— WHAT YOU HAVE TO DO —
Print the data that follows again, keeping every line exact.

=== Section Start ===

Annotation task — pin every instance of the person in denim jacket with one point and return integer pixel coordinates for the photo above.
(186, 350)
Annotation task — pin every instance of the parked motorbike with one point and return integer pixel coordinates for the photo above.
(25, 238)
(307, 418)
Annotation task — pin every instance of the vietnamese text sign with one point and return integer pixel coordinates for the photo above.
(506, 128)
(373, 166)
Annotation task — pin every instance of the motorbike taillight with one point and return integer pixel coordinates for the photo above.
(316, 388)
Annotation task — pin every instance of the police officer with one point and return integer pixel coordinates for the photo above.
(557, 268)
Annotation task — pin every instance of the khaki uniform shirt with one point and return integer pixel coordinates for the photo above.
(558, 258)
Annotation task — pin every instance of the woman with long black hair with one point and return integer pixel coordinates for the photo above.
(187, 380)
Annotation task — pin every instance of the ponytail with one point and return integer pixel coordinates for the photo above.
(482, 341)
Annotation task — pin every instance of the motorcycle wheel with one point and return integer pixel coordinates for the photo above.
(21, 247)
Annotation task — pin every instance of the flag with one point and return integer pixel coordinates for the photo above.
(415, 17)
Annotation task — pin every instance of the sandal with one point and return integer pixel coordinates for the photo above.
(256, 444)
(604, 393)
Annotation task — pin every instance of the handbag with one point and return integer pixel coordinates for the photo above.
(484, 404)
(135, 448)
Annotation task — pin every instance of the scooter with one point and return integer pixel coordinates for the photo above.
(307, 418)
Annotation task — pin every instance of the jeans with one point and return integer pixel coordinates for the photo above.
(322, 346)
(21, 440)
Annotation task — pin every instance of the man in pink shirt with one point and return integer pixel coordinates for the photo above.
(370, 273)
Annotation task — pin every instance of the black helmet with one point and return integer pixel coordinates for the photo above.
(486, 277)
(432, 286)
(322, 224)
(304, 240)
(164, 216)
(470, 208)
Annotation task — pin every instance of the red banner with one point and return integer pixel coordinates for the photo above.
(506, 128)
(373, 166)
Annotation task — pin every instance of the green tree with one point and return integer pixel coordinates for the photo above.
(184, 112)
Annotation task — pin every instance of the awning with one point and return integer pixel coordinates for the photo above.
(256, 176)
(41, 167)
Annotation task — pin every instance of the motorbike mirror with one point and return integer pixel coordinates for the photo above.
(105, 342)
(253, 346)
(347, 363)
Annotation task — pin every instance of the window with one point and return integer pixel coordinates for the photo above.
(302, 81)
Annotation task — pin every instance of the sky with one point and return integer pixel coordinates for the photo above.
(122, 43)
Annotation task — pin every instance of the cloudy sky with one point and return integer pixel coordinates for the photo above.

=== Section End ===

— EXERCISE OUTPUT —
Annotation task — pin every instance of the person in denim jacket with one point and return integer pixel coordinates for the photo above.
(186, 350)
Annotation task — pin every instance of the parked motorbike with one point and return integer pixel coordinates for the photo above.
(25, 238)
(307, 418)
Annotation task — pin every instance of the vietnamese text sign with one point and return integer pixel coordinates for the photo above.
(506, 128)
(373, 166)
Annotation task — pin every instance of the motorbike taillight with one point and return integer pixel coordinates for the photo above.
(316, 388)
Annotation task — pin every instance of the police officer with one point and return integer pixel coordinates for the photo above.
(557, 268)
Annotation task — pin every instance of the khaki uniform shirt with one point and return integer pixel coordinates for the photo above.
(558, 258)
Annotation task — pin every instance of the woman with long black hair with one point and return integer pixel coordinates for the photo above.
(187, 380)
Annotation task — pin every instance of the ponytail with one point and return integer pixel coordinates for the photo above.
(482, 341)
Annotation task — pin every instance of the motorcycle wheel with one point and return integer pixel coordinates for the photo above.
(21, 247)
Annotation task — pin every instance of the flag with one point and return integer pixel coordinates for the photo above.
(415, 17)
Annotation task — pin every instance of the sandal with one point and return integer pixel coordinates for the photo above.
(256, 444)
(604, 393)
Annotation task — pin every instance of the handbag with one point and return integer pixel coordinates for the photo above.
(484, 404)
(135, 448)
Annotation task — pin every instance of the scooter with one point and return integer pixel coordinates for the photo above.
(307, 418)
Annotation task — pin every instance of the jeans with one point and return integer pixel coordinates for the photo above.
(322, 346)
(21, 440)
Annotation task — pin every instance of the man in pink shirt with one point and return integer pixel coordinates for the photo above.
(370, 273)
Annotation task — pin every instance of the black helmet with one point and return integer pixel coordinates for the photo above.
(486, 277)
(432, 286)
(322, 224)
(304, 240)
(164, 216)
(470, 208)
Annotation task — pin every instance of the red banner with one point and return integer pixel coordinates for the photo above.
(506, 128)
(373, 166)
Annotation task — pin every instance of the green tree with one point and return integer pixel coordinates for the photo above.
(184, 112)
Annotation task — pin every instance of the awning with one point and return integer pixel coordinates for the photo above.
(256, 176)
(41, 167)
Annotation task — pin every instance of the motorbike mirror with one point and return integer pixel coordinates for the photo above.
(105, 342)
(253, 346)
(347, 363)
Annotation task — pin every instance of the window with one point and return integer pixel coordinates for the photo above.
(302, 81)
Annotation task — pin every instance of the sky with one point and return integer pixel coordinates for the photo above.
(122, 43)
Annotation task — pin every instance of the cloudy sky with one point and return integer pixel coordinates for the photo above.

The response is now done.